Region annotation entries

=======

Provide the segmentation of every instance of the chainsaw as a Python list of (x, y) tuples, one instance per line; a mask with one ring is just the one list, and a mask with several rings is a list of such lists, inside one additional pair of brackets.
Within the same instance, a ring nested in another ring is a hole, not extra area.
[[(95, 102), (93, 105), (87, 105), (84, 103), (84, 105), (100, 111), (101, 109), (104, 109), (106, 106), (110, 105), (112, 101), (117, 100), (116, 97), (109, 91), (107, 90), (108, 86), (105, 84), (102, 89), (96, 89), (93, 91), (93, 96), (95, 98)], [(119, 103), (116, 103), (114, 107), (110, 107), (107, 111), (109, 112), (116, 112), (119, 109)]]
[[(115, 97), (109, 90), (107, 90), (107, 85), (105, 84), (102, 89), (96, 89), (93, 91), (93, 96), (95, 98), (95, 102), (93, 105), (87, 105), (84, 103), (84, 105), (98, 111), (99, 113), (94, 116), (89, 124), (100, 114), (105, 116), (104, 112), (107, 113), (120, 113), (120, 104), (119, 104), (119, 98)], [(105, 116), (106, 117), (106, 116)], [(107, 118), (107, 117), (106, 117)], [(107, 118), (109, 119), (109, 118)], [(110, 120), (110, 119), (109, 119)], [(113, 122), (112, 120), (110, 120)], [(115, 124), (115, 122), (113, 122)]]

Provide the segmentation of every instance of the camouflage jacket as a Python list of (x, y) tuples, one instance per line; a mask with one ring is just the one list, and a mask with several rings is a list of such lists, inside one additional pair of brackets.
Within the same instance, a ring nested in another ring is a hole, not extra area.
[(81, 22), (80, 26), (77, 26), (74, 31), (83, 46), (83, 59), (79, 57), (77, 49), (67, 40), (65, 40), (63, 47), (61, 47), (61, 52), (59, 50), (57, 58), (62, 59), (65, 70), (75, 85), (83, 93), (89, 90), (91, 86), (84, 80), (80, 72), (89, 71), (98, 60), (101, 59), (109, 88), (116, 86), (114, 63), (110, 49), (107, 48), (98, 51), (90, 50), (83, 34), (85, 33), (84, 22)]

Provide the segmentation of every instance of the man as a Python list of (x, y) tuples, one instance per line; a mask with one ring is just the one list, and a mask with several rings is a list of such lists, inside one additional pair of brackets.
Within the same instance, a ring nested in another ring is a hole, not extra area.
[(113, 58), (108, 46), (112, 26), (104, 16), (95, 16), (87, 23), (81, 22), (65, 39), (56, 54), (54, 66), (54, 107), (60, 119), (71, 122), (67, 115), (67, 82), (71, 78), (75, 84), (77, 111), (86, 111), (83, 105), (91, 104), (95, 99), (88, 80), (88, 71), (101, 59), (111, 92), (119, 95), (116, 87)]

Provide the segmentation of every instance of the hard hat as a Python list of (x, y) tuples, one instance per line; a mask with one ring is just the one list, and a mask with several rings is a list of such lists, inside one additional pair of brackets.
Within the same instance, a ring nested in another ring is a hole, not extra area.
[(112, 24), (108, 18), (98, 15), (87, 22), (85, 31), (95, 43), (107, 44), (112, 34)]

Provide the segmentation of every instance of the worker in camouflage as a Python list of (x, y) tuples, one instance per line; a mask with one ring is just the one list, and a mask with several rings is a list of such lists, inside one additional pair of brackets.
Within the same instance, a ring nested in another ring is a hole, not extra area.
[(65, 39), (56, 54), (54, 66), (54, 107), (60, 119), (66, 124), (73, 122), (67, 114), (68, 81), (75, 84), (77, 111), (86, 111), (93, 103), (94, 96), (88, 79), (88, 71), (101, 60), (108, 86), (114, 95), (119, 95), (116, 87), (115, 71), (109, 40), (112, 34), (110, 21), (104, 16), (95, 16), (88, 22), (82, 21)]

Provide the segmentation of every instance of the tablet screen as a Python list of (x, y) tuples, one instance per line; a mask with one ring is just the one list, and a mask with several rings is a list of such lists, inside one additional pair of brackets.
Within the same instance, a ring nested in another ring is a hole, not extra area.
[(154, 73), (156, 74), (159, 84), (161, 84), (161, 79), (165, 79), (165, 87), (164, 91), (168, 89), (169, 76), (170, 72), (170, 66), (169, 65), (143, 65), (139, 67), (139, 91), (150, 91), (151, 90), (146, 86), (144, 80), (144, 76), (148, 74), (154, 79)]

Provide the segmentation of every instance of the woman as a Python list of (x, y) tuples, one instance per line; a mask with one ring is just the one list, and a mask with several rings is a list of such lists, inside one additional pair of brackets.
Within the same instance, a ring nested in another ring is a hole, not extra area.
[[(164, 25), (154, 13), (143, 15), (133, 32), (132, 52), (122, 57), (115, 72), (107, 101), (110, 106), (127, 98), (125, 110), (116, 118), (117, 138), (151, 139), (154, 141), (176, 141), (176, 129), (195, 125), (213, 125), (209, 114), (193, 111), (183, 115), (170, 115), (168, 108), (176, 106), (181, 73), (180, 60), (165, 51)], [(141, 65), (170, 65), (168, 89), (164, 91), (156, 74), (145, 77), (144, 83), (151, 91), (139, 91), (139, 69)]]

=======

*INSTRUCTIONS TO FOLLOW*.
Copy out all of the data above, replacing each occurrence of "(x, y) tuples" with "(x, y) pairs". Keep every other part unchanged.

*CORRECT RESULT*.
Provide the segmentation of every instance of the chainsaw as a Python list of (x, y) pairs, one instance per line; a mask with one ring is just the one list, and a mask with several rings is a list of such lists, inside one additional pair of brackets.
Within the same instance, a ring nested in another ring is a hole, not extra area.
[[(95, 102), (93, 105), (87, 105), (84, 103), (84, 105), (100, 111), (101, 109), (104, 109), (106, 106), (110, 105), (112, 101), (117, 100), (116, 97), (109, 91), (107, 90), (108, 86), (105, 84), (102, 89), (96, 89), (93, 91), (93, 96), (95, 98)], [(119, 103), (116, 103), (114, 107), (110, 107), (107, 111), (109, 112), (116, 112), (119, 109)]]
[[(115, 97), (109, 90), (107, 90), (107, 85), (105, 84), (102, 89), (96, 89), (93, 91), (93, 96), (95, 98), (95, 102), (93, 105), (87, 105), (84, 103), (84, 105), (98, 111), (99, 113), (94, 116), (89, 124), (100, 114), (105, 116), (104, 112), (107, 113), (120, 113), (120, 104), (119, 104), (119, 98)], [(105, 116), (106, 117), (106, 116)], [(107, 118), (107, 117), (106, 117)], [(107, 118), (109, 119), (109, 118)], [(110, 120), (110, 119), (109, 119)], [(113, 122), (112, 120), (110, 120)], [(115, 124), (115, 122), (113, 122)]]

Provide the segmentation of every instance of the camouflage jacket as a Python list of (x, y) pairs, one instance per line; a mask with one ring is just the one list, and a mask with several rings is a list of such lists, inside one additional pair of brackets.
Within the same instance, a ring nested in another ring is a hole, not extra area.
[(81, 22), (80, 26), (77, 26), (74, 31), (83, 46), (83, 59), (79, 57), (77, 49), (67, 40), (65, 40), (63, 47), (61, 47), (61, 52), (59, 50), (57, 58), (62, 59), (65, 70), (75, 85), (83, 93), (89, 90), (91, 86), (84, 80), (80, 72), (89, 71), (98, 60), (101, 59), (109, 88), (116, 86), (114, 63), (110, 49), (107, 48), (98, 51), (90, 50), (83, 34), (85, 33), (84, 22)]

Provide the segmentation of every instance of the man as a Python list of (x, y) pairs, one instance per line; a mask with one ring is just the one list, and a mask with several rings is a list of such lists, inside one additional pair of brackets.
Within the same instance, a ring nested in another ring is a hole, not extra area.
[(113, 58), (108, 46), (112, 26), (104, 16), (95, 16), (87, 23), (81, 22), (65, 39), (56, 54), (54, 66), (54, 107), (60, 119), (71, 122), (67, 115), (67, 82), (71, 78), (75, 84), (77, 111), (86, 111), (83, 105), (91, 104), (95, 99), (88, 80), (88, 71), (101, 59), (111, 92), (119, 95), (116, 87)]

Provide the segmentation of every instance of the hard hat as a Python list of (x, y) pairs, one instance per line; a mask with one ring is just the one list, and a mask with several rings is a list of such lists, inside one additional pair of brackets.
Within the same instance, a ring nested in another ring is a hole, not extra area.
[(112, 24), (108, 18), (98, 15), (87, 22), (85, 31), (95, 43), (107, 44), (112, 34)]

Provide the segmentation of every instance of the worker in camouflage as a Python list of (x, y) pairs, one instance per line; a mask with one ring is just the one list, and a mask with several rings is a list of such lists, inside one additional pair of brackets.
Within the same instance, a ring nested in another ring is a hole, not extra area.
[(65, 39), (56, 54), (54, 66), (54, 107), (60, 119), (66, 124), (73, 122), (67, 114), (68, 81), (75, 84), (77, 111), (86, 111), (93, 103), (94, 96), (88, 79), (88, 71), (101, 60), (108, 86), (114, 95), (119, 95), (116, 87), (115, 71), (109, 40), (112, 34), (110, 21), (104, 16), (95, 16), (88, 22), (82, 21)]

Provide the segmentation of every instance of the tablet screen as a Python list of (x, y) pairs, one instance per line; a mask with one ring is just the one list, and a mask with several rings is a list of such lists, inside one additional pair of brackets.
Within the same instance, a ring nested in another ring is a hole, not extra area.
[(154, 73), (156, 74), (159, 84), (161, 84), (161, 79), (165, 79), (165, 87), (164, 91), (168, 89), (169, 76), (170, 72), (170, 66), (169, 65), (143, 65), (139, 67), (139, 91), (150, 91), (151, 90), (146, 86), (144, 80), (144, 76), (148, 74), (154, 79)]

Provide the segmentation of every instance of the woman as a Python list of (x, y) pairs, one instance per line; a mask with one ring is just the one list, and a mask with several rings is a list of such lists, inside one additional pair of brackets.
Within the same instance, a ring nested in another ring is a hole, not extra area.
[[(164, 25), (154, 13), (143, 15), (133, 32), (132, 52), (122, 57), (115, 72), (107, 101), (110, 106), (127, 98), (125, 110), (116, 118), (117, 138), (151, 139), (154, 141), (176, 141), (176, 129), (195, 125), (213, 125), (209, 114), (193, 111), (183, 115), (170, 115), (168, 108), (176, 106), (181, 73), (180, 60), (165, 51)], [(141, 65), (170, 65), (168, 89), (164, 91), (156, 74), (145, 77), (144, 83), (151, 91), (139, 91), (139, 69)]]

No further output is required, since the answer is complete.